• Set task:
Change "in this photo" to "in this image" in the entries from the line with "the birch tree" to the line with "point(147, 147)", keeping everything else the same. Return only those lines, without the pictures.

[Stored data entries]
========

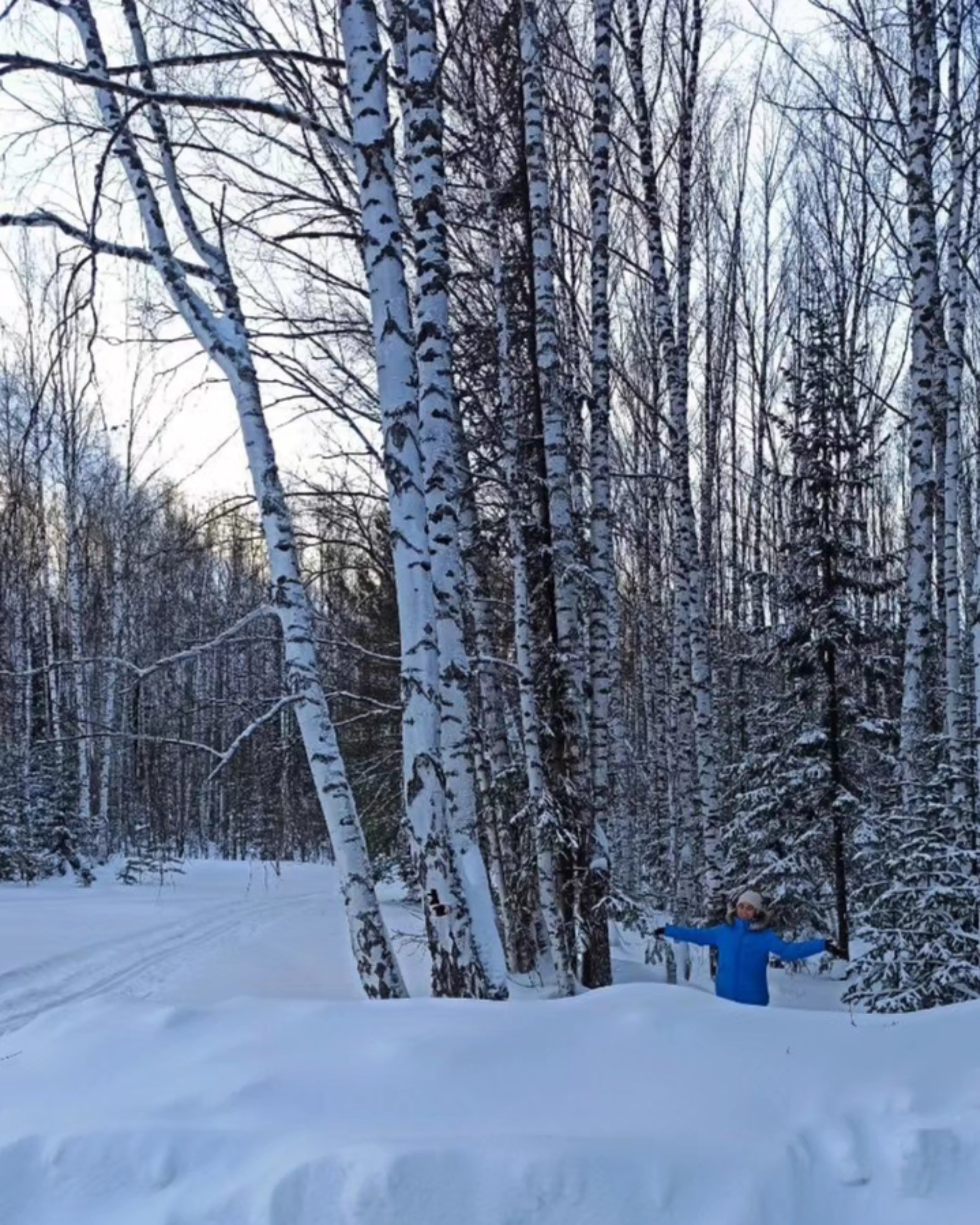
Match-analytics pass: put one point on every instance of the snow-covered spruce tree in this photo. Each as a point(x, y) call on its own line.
point(798, 793)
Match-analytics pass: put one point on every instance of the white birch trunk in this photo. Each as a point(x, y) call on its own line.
point(79, 671)
point(549, 373)
point(603, 609)
point(923, 273)
point(956, 334)
point(457, 965)
point(569, 716)
point(443, 446)
point(109, 702)
point(226, 340)
point(540, 799)
point(691, 623)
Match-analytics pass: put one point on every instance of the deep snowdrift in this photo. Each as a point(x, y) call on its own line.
point(638, 1106)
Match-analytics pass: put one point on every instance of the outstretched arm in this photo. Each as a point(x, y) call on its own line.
point(798, 952)
point(707, 936)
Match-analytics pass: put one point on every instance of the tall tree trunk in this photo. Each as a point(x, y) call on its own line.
point(541, 801)
point(923, 271)
point(226, 340)
point(443, 446)
point(569, 723)
point(956, 332)
point(603, 609)
point(457, 966)
point(691, 631)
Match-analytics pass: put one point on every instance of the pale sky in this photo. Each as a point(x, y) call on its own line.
point(190, 432)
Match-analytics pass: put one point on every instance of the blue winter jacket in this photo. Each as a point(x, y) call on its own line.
point(744, 956)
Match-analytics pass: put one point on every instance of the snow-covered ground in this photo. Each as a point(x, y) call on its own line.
point(200, 1055)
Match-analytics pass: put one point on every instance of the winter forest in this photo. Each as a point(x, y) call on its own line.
point(640, 561)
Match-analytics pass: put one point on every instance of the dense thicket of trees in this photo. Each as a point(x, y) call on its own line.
point(660, 576)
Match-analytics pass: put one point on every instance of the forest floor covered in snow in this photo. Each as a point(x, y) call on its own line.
point(200, 1055)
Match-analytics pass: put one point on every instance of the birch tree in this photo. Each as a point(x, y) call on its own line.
point(224, 334)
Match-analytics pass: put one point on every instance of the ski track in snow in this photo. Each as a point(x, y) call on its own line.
point(205, 1059)
point(136, 962)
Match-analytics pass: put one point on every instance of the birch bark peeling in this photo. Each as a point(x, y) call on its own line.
point(457, 966)
point(443, 446)
point(225, 337)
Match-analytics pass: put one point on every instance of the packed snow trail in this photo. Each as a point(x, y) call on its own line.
point(136, 962)
point(638, 1106)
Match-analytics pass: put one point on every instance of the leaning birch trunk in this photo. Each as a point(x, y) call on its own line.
point(79, 672)
point(109, 702)
point(603, 610)
point(923, 274)
point(226, 340)
point(442, 443)
point(691, 624)
point(570, 723)
point(457, 966)
point(953, 390)
point(499, 765)
point(540, 799)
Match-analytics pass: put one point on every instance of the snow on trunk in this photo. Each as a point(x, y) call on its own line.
point(691, 629)
point(540, 798)
point(457, 965)
point(956, 332)
point(442, 442)
point(226, 340)
point(923, 372)
point(79, 671)
point(109, 701)
point(569, 717)
point(603, 609)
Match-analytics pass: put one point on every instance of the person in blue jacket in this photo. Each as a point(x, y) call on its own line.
point(744, 947)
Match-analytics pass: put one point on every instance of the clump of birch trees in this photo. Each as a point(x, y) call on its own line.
point(659, 573)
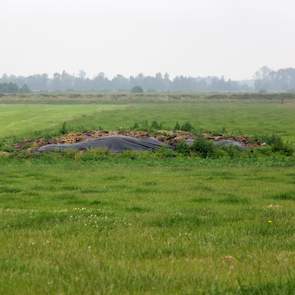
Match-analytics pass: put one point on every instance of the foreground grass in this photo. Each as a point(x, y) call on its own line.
point(134, 227)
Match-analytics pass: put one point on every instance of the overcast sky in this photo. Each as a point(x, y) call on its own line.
point(190, 37)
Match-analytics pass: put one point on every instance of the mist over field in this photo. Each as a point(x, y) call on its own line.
point(147, 147)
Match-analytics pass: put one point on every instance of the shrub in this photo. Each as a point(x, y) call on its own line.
point(187, 126)
point(156, 126)
point(183, 148)
point(204, 148)
point(177, 127)
point(64, 129)
point(137, 89)
point(277, 144)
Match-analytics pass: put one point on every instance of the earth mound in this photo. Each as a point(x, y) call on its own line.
point(115, 144)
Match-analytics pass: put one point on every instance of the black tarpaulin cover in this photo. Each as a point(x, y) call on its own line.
point(114, 144)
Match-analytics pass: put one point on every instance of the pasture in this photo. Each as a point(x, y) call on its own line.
point(147, 225)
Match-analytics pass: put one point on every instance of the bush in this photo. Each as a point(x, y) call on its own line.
point(156, 126)
point(204, 148)
point(183, 148)
point(187, 126)
point(64, 129)
point(137, 89)
point(277, 144)
point(177, 127)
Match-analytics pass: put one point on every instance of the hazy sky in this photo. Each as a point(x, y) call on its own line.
point(190, 37)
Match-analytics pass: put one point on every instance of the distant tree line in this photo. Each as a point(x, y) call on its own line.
point(265, 80)
point(159, 82)
point(11, 87)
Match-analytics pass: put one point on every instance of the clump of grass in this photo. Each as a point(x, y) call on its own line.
point(288, 196)
point(278, 145)
point(204, 148)
point(64, 129)
point(187, 126)
point(147, 126)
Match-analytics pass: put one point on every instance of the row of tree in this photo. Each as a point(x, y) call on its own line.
point(159, 82)
point(11, 87)
point(265, 80)
point(275, 81)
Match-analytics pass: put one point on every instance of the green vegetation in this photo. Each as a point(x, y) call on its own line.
point(94, 223)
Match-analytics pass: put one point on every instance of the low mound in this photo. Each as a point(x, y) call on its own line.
point(115, 144)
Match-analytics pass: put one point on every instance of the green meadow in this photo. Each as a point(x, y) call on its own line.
point(143, 224)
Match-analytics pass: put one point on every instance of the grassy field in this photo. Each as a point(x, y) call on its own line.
point(148, 226)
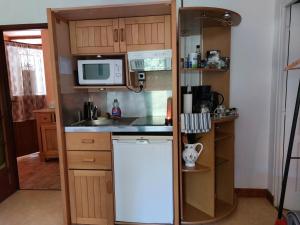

========

• Task response:
Match-analytics pass: put one point on every instance of the birch tree in this image. Each as a point(x, y) call on its own line.
point(224, 334)
Match-analytics pass: put one point on every instance of the ski track in snow in this image. Each as a point(x, y) call on its own line.
point(205, 1059)
point(136, 962)
Match-analytics pass: put one point on every instance of the birch bark peeling in this image. Each as a point(x, y) call on its own line.
point(457, 966)
point(443, 446)
point(225, 337)
Match-analytics pass: put one point on every instance of the packed snow trail in this image. Each as a point(x, y) call on its own line.
point(136, 962)
point(638, 1106)
Match-analytics pass: put one point on every instance of the leaning birch trunk in this image. Each as a point(x, y) call on its own line.
point(79, 672)
point(109, 702)
point(603, 610)
point(923, 274)
point(226, 340)
point(442, 443)
point(691, 624)
point(570, 723)
point(457, 966)
point(953, 390)
point(499, 765)
point(540, 799)
Match-analytics pass: put one point on every instance of the snow on trunk in this image. Each as a point(x, y) call on its own line.
point(691, 629)
point(540, 798)
point(457, 965)
point(956, 332)
point(442, 442)
point(226, 340)
point(923, 372)
point(79, 671)
point(109, 701)
point(569, 717)
point(603, 609)
Match-analytics pass: put one point on every instance of the person in blue jacket in this image. Each as a point(x, y) call on its own line.
point(744, 947)
Match-analytics pass: put one point on every instance of the clump of birch trees in this image. Each as a point(x, y) call on its own line.
point(659, 573)
Match-analytics pass: put one point on every instance of the foreground grass in this image. Each as a point(x, y) call on its own line.
point(134, 227)
Match-analytics pass: put one point on every instance of the overcast sky in this image. Each as a point(x, y) call on its own line.
point(190, 37)
Match-analytics pass: put one point on every instance of the mist over field in this image. Each as a point(x, y) call on its own line.
point(147, 147)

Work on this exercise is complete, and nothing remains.